Each entry here is to be restated word for word.

╭─ INFORMATION PROVIDED

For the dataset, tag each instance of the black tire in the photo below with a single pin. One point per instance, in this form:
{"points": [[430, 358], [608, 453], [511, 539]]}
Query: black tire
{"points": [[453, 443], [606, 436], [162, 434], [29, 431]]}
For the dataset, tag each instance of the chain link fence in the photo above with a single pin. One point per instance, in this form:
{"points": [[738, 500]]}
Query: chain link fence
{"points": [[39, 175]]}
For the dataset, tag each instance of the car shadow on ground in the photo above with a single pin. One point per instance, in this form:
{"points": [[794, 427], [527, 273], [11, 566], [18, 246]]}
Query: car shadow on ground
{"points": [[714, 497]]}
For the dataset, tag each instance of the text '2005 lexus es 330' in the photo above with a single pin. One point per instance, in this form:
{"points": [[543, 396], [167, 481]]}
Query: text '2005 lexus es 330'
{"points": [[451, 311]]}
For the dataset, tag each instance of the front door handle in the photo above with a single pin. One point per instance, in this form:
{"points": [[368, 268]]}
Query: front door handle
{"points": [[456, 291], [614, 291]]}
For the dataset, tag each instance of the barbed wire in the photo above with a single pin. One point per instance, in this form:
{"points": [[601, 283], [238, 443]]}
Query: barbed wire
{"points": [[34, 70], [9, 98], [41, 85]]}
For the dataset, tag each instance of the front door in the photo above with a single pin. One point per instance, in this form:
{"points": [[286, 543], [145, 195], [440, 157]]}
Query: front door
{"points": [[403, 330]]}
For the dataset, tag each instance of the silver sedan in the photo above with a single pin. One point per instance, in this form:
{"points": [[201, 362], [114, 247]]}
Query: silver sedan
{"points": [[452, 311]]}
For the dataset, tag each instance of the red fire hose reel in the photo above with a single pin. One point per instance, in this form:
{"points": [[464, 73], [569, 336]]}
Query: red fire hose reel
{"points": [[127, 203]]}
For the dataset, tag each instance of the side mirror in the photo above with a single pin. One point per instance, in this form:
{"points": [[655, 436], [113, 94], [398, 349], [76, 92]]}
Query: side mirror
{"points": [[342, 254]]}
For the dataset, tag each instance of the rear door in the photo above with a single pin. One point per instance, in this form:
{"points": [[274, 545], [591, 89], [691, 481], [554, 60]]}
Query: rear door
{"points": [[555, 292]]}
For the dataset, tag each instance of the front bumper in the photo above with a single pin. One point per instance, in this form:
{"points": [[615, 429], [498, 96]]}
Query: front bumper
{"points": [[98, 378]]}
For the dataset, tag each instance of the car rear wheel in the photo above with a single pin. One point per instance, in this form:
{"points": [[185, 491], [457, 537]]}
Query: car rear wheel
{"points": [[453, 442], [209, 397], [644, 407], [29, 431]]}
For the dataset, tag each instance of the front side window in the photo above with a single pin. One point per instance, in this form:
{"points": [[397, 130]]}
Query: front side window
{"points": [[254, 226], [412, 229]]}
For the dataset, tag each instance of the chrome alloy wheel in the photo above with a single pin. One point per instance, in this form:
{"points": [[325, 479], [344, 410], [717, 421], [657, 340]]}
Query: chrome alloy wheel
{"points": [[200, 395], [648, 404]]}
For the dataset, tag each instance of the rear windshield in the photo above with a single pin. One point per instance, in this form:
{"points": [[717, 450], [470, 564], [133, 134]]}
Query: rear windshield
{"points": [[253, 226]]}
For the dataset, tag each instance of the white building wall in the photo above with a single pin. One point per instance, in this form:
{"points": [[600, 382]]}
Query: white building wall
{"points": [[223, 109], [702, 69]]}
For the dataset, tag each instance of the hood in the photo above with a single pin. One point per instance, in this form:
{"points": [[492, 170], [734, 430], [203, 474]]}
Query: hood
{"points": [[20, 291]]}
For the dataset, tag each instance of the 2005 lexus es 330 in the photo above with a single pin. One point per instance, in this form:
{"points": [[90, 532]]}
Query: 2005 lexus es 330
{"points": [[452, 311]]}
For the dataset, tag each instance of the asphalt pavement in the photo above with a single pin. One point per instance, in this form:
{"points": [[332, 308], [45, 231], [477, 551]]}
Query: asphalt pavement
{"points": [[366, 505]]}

╰─

◆ EXERCISE SOLUTION
For the dataset, tag each instance of the black tire in the photo below with a single pin. One point per instance, in this form:
{"points": [[430, 358], [608, 453], [511, 539]]}
Query: black tire
{"points": [[453, 443], [606, 436], [162, 434], [29, 431]]}
For the dataset, tag each instance of the chain link fence in the photo above with a single pin. One point per instance, in this form:
{"points": [[738, 500]]}
Query: chain link fence
{"points": [[39, 175]]}
For the dataset, tag each instance of the car shadow on ground in the photo above with a single pin. One point per instance, in this form:
{"points": [[794, 427], [527, 273], [11, 566], [18, 246]]}
Query: car shadow on ground
{"points": [[714, 497]]}
For the dataset, tag each instance of the text '2005 lexus es 330' in the photo above with a single pin. One point per instance, in this form:
{"points": [[543, 396], [167, 481]]}
Query: text '2005 lexus es 330'
{"points": [[451, 311]]}
For the dataset, tag each instance of the front door handle in the photo above with a single pin. One point per instance, in this form:
{"points": [[368, 268]]}
Query: front door handle
{"points": [[456, 291], [614, 291]]}
For the dataset, tag each instance of the barbed wire in the photo above with a single pin. One point per instance, in this form:
{"points": [[601, 283], [238, 443]]}
Query: barbed wire
{"points": [[34, 70], [9, 98], [41, 85]]}
For the dataset, tag each instance of the front door in the photo above with a single pin. One point per instance, in this form:
{"points": [[286, 543], [145, 195], [440, 157]]}
Query: front door
{"points": [[403, 330]]}
For the dataset, tag each instance of the silver sedan in the photo above with a single pin. One point per instance, in this form:
{"points": [[201, 362], [114, 247]]}
Query: silver sedan
{"points": [[452, 311]]}
For the dataset, tag each instance of the red fire hose reel in the photo above with a single pin. One point per instance, in this form:
{"points": [[464, 73], [569, 336]]}
Query: red fire hose reel
{"points": [[127, 203]]}
For the dataset, tag each instance of the side mirror in the photo above with a single pin. One point per instance, in this form:
{"points": [[655, 436], [113, 94], [398, 349], [76, 92]]}
Query: side mirror
{"points": [[342, 254]]}
For the dataset, tag each instance of the rear door in the photo above with a single pin. One point per instance, in this form:
{"points": [[274, 545], [591, 89], [691, 481], [554, 60]]}
Query: rear door
{"points": [[555, 292]]}
For the dataset, tag each instance of the front bumper in the photo above with a single pin. One point per instance, in this form:
{"points": [[615, 429], [498, 96]]}
Query: front bumper
{"points": [[98, 378]]}
For the dataset, tag each instance of the car rear wheel in the photo above with a single pin. One point per instance, in this form:
{"points": [[185, 491], [457, 537]]}
Query: car rear wheel
{"points": [[453, 442], [209, 397], [644, 407], [29, 431]]}
For the dataset, tag each instance of the front side window in the photo above with a single pin. One point per instance, in this form:
{"points": [[397, 130]]}
Query: front side window
{"points": [[254, 226], [412, 229]]}
For the dataset, tag each instance of the chrome alloy wheel in the photo above with a single pin. One point per instance, in this form:
{"points": [[325, 479], [344, 410], [717, 421], [657, 340]]}
Query: chrome alloy wheel
{"points": [[200, 395], [648, 404]]}
For the dataset, tag each instance of the rear windshield in the photo above with a single pin. One point per instance, in this form:
{"points": [[717, 450], [470, 564], [133, 134]]}
Query: rear windshield
{"points": [[253, 226]]}
For the dataset, tag each instance of the white building wall in the photo above with a single pin. One point per instance, in this form:
{"points": [[600, 382]]}
Query: white building wall
{"points": [[223, 109], [702, 69]]}
For the dataset, tag each instance of the hood in the photo above with a single pin. One point per instance, in this form:
{"points": [[492, 170], [734, 430], [203, 474]]}
Query: hood
{"points": [[20, 291]]}
For the dataset, tag each instance of the 2005 lexus es 330 in the photo above with a single pin. One point per instance, in this form:
{"points": [[90, 532]]}
Query: 2005 lexus es 330
{"points": [[452, 311]]}
For the dataset, tag each instance of the asphalt pavement in the photo above with a single pin. One point per instance, in this form:
{"points": [[332, 308], [45, 231], [477, 551]]}
Query: asphalt pavement
{"points": [[366, 505]]}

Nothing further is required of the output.